Goal:
Lay out the entries starting at the line containing "Would you mind picking out the yellow" and ending at the line containing "<point>49,101</point>" as a two-column CSV with the headers text and answer. Give one row per entry, put each field in quotes with line breaks replaced by spaces, and leave out the pictures.

::: The data :::

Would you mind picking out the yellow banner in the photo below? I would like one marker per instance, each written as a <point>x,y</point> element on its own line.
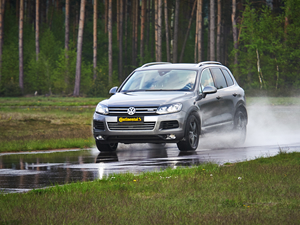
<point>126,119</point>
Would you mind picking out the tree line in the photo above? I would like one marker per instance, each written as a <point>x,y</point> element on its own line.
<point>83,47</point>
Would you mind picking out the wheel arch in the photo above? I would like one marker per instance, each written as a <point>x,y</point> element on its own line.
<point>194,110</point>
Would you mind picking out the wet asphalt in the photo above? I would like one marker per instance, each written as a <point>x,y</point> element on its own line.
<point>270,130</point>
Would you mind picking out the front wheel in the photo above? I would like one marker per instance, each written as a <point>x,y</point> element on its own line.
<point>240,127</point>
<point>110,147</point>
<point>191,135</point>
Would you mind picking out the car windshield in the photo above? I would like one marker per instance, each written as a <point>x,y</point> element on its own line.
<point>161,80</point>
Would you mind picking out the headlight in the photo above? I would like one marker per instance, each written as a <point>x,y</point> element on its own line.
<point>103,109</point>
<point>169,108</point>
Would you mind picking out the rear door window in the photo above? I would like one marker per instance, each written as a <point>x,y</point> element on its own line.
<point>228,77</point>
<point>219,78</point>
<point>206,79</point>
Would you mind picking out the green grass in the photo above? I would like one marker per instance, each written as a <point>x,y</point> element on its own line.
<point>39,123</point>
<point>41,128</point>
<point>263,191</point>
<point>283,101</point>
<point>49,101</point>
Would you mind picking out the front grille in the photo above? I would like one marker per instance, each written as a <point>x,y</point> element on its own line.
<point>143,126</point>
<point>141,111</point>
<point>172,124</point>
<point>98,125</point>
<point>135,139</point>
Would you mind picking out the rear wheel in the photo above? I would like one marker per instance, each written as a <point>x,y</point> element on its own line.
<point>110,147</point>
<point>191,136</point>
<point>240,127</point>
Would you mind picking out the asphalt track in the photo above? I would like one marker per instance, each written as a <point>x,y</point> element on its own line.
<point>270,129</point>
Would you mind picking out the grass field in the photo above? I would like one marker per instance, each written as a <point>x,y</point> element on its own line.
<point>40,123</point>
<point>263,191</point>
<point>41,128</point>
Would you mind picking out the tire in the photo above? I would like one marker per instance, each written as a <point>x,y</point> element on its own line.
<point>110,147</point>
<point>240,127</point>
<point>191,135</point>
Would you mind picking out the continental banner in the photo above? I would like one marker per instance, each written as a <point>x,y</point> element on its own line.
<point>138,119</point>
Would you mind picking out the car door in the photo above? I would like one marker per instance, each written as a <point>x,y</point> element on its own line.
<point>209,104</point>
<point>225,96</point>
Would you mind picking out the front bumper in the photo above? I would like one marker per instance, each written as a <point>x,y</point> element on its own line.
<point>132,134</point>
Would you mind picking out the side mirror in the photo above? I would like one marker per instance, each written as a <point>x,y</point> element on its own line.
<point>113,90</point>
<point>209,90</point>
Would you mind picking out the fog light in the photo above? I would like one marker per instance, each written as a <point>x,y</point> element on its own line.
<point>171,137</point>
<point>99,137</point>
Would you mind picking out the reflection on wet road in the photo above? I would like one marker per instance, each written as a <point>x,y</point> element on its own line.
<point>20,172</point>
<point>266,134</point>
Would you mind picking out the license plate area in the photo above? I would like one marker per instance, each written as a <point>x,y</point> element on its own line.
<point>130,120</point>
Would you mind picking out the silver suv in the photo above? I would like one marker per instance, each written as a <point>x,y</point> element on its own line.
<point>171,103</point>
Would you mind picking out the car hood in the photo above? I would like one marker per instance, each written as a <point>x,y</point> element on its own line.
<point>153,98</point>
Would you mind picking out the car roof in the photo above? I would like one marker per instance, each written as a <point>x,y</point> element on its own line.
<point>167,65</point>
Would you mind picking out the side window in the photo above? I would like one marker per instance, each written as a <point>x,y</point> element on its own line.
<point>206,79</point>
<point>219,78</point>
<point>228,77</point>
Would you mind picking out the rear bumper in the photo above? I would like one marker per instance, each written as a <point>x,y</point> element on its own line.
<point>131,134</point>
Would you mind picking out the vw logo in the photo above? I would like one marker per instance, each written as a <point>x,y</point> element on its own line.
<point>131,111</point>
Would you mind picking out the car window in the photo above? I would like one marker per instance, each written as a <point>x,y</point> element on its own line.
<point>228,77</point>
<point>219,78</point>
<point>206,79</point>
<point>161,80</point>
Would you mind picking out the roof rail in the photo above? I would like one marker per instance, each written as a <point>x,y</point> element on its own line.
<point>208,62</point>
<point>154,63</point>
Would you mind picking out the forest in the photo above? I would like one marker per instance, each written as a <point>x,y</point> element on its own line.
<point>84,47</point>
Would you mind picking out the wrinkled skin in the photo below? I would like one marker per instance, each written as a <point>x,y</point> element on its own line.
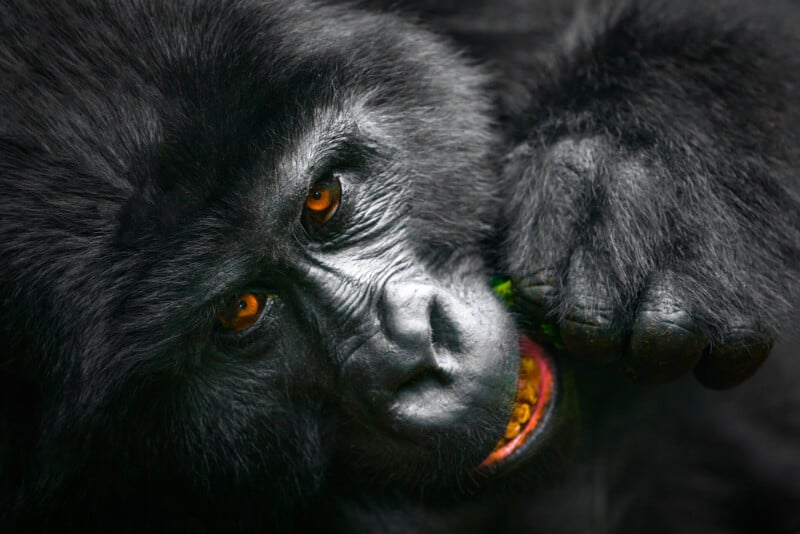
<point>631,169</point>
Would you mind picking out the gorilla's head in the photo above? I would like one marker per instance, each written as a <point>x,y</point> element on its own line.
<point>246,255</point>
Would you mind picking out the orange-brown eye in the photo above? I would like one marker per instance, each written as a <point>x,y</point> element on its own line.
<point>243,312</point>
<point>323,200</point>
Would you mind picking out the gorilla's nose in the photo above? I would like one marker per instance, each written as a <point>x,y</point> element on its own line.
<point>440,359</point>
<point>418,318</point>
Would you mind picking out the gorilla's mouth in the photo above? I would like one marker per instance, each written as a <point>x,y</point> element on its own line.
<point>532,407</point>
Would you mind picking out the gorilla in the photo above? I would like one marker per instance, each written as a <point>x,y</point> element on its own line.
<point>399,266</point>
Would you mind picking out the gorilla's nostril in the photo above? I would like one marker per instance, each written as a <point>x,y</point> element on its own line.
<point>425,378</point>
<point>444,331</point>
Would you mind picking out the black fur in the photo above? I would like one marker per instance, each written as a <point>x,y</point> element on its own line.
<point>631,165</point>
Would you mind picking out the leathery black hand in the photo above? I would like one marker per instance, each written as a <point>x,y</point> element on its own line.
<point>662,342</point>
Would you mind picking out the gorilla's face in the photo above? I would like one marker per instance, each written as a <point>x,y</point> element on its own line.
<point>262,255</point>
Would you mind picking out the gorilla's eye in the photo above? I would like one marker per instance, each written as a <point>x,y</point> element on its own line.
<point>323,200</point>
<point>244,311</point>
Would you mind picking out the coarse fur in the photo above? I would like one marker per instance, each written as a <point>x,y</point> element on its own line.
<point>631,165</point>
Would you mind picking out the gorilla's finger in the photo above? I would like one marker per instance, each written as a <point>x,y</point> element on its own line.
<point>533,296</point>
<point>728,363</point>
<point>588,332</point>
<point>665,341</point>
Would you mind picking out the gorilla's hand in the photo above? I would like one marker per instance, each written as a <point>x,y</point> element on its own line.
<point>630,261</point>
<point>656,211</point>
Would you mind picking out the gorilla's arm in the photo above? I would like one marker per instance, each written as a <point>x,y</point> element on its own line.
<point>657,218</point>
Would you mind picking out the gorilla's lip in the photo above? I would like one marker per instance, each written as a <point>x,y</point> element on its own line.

:::
::: The data :::

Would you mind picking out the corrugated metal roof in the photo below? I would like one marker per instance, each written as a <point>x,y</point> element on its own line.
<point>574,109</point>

:::

Response to the exercise:
text,answer
"Would you mind picking out the yellow banner in the photo below? I would like one marker per instance, each written as a <point>x,y</point> element on its own line.","<point>126,119</point>"
"Would you mind picking out the tree line in the photo above? I would like one marker per instance, each written as a <point>x,y</point> element on its own line.","<point>83,47</point>"
"Would you mind picking out the wheel arch in the photo above? I would like one marker per instance, each written as a <point>x,y</point> element on its own line.","<point>194,110</point>"
"Would you mind picking out the wet asphalt in the photo above? I would like one marker per instance, each written as a <point>x,y</point> element on its own line.","<point>270,130</point>"
"Would you mind picking out the front wheel in the photo above? I would like one marker per instance, each written as a <point>x,y</point> element on its own line.","<point>240,127</point> <point>110,147</point> <point>191,135</point>"
"Would you mind picking out the car windshield in the photo above? I would like one marker per instance, each written as a <point>x,y</point> element on its own line.","<point>161,80</point>"
"Would you mind picking out the headlight in the photo above? I would like one marker per instance, each written as a <point>x,y</point> element on its own line.","<point>103,109</point> <point>169,108</point>"
"Would you mind picking out the rear door window in the photo above? I would like one marker per instance, each written as a <point>x,y</point> element on its own line.","<point>228,77</point> <point>219,78</point> <point>206,79</point>"
"Would you mind picking out the green grass in the photo above? I would like one marker per instance, each written as a <point>x,y</point> element on its own line.","<point>39,123</point> <point>41,128</point> <point>263,191</point> <point>283,101</point> <point>49,101</point>"